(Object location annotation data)

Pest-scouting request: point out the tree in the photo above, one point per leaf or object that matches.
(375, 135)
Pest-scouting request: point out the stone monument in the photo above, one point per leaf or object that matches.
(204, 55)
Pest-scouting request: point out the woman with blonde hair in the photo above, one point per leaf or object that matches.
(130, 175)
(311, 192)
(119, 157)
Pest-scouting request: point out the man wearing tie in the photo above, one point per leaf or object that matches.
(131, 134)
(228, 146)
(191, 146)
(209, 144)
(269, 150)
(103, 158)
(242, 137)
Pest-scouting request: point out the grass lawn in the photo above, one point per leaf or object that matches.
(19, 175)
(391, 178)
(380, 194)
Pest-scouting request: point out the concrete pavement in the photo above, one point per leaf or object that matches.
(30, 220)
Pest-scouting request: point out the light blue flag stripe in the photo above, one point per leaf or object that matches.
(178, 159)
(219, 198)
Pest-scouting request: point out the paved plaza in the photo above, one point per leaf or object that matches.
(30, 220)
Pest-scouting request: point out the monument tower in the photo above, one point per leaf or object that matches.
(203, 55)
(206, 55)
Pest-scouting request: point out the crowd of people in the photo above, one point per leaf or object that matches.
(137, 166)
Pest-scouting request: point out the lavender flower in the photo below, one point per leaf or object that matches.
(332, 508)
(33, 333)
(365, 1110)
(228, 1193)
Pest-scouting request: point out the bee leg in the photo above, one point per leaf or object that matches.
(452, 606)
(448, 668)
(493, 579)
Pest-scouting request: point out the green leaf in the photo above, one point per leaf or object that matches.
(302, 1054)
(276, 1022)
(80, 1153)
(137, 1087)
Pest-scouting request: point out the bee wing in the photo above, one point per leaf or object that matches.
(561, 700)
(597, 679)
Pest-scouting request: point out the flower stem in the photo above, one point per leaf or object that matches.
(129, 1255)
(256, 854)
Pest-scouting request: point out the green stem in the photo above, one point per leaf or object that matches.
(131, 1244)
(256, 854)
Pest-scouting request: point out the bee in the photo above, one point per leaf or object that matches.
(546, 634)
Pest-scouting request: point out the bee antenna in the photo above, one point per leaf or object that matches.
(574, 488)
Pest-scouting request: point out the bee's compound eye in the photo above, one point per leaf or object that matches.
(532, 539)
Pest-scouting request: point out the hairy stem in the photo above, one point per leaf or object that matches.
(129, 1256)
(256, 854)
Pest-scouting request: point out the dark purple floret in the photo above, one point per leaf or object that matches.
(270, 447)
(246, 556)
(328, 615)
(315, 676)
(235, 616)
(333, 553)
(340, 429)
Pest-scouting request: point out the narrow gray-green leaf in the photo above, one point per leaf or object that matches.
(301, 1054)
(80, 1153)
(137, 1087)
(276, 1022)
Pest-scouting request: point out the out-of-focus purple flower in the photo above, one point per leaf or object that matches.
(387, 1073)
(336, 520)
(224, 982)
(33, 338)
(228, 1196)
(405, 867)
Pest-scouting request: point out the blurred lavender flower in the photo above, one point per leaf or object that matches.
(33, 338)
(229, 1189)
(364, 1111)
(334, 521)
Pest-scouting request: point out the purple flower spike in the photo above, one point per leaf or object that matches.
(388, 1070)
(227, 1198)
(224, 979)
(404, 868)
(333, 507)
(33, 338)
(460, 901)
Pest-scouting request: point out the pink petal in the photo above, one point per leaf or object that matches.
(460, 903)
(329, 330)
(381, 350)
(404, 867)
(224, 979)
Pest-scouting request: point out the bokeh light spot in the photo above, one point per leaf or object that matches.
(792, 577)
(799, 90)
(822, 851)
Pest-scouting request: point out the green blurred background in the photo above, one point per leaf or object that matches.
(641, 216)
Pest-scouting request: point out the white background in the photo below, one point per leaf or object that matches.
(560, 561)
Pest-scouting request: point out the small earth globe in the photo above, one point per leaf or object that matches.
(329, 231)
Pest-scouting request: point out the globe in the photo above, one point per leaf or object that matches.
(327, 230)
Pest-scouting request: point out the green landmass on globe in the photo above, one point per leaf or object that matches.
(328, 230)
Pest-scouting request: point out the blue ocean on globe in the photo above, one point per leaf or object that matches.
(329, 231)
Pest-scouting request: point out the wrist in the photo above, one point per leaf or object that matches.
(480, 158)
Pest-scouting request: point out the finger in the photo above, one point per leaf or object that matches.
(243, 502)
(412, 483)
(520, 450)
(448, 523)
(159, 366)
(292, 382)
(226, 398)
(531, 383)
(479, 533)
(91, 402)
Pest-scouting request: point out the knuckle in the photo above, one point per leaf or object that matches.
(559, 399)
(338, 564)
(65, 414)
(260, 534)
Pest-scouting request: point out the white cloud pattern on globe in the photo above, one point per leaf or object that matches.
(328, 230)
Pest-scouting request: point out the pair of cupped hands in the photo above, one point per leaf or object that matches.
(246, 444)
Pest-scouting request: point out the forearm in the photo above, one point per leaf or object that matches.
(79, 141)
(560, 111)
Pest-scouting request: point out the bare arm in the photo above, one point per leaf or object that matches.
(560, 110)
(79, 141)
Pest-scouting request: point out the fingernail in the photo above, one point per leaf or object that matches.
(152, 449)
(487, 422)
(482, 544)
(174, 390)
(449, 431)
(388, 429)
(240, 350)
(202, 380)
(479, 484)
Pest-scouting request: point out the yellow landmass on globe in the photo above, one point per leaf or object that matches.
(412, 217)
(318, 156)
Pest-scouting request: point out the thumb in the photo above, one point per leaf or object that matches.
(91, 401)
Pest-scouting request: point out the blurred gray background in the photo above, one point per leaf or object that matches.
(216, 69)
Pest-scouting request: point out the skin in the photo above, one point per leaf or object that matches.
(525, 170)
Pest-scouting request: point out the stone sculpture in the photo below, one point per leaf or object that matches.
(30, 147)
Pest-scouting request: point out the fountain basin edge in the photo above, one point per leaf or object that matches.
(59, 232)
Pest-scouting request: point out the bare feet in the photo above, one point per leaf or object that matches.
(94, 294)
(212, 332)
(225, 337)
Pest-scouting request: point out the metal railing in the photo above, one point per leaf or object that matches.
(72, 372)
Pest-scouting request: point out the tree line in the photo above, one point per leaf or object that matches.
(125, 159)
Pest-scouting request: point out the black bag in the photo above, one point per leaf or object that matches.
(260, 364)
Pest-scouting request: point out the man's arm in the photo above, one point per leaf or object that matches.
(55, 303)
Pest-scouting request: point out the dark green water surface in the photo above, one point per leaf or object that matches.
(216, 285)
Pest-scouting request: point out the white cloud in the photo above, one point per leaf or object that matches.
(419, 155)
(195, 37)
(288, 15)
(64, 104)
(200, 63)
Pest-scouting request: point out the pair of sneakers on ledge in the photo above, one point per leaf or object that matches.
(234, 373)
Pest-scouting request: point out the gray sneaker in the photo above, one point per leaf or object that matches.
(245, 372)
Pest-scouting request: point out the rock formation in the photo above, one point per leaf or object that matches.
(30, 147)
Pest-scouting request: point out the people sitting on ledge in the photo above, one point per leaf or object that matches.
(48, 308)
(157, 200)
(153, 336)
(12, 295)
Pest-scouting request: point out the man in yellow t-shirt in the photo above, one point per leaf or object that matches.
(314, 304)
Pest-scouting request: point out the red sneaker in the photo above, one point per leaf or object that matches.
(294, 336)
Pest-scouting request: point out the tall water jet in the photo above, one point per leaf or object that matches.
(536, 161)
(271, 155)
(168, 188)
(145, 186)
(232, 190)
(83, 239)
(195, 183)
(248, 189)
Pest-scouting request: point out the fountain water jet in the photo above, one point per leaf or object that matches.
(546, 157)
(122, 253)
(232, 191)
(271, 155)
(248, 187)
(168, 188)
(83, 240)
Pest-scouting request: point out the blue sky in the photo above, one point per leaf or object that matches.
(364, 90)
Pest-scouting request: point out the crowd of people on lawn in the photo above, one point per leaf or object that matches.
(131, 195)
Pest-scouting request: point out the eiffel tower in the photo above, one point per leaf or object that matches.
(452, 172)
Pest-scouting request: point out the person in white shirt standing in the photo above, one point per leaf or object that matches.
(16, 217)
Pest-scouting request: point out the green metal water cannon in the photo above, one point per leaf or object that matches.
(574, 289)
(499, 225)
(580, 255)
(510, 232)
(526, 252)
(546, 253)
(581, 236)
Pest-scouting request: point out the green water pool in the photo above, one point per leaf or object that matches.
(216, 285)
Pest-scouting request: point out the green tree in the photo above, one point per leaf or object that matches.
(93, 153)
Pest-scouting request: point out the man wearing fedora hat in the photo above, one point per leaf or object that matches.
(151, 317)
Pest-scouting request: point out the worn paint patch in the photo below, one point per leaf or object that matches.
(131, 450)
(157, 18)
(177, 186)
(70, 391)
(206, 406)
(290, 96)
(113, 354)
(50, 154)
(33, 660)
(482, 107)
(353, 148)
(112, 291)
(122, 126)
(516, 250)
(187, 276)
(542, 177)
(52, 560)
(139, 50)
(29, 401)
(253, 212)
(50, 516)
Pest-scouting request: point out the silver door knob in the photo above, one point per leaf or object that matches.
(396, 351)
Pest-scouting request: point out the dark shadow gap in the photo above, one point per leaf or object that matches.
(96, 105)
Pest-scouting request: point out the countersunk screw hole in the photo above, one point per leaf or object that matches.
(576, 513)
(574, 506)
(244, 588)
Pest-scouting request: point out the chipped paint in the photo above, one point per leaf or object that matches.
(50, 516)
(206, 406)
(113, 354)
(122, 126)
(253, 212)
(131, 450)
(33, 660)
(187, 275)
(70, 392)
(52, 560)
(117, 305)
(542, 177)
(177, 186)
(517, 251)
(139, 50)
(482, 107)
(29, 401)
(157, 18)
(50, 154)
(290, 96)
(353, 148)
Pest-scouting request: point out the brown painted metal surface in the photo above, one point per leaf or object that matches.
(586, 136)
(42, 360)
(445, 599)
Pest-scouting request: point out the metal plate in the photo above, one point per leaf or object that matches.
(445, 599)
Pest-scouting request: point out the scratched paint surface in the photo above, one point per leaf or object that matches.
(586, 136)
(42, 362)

### WORK REQUIRED
From the line containing "Pest-scouting request: point out the brown" through the closing line of the material above, return every line exactly and omit all others.

### FULL RESPONSE
Pest-scouting request: point out the brown painted metal surface in the photo above, one point per leaf or object that matches.
(586, 136)
(42, 360)
(445, 599)
Pest-scouting request: point out the metal plate in the photo above, one point per leaf or object that matches.
(445, 599)
Pest-scouting request: point out the scratched paint surface in the photo above, one point per leaf or object that matches.
(586, 136)
(42, 362)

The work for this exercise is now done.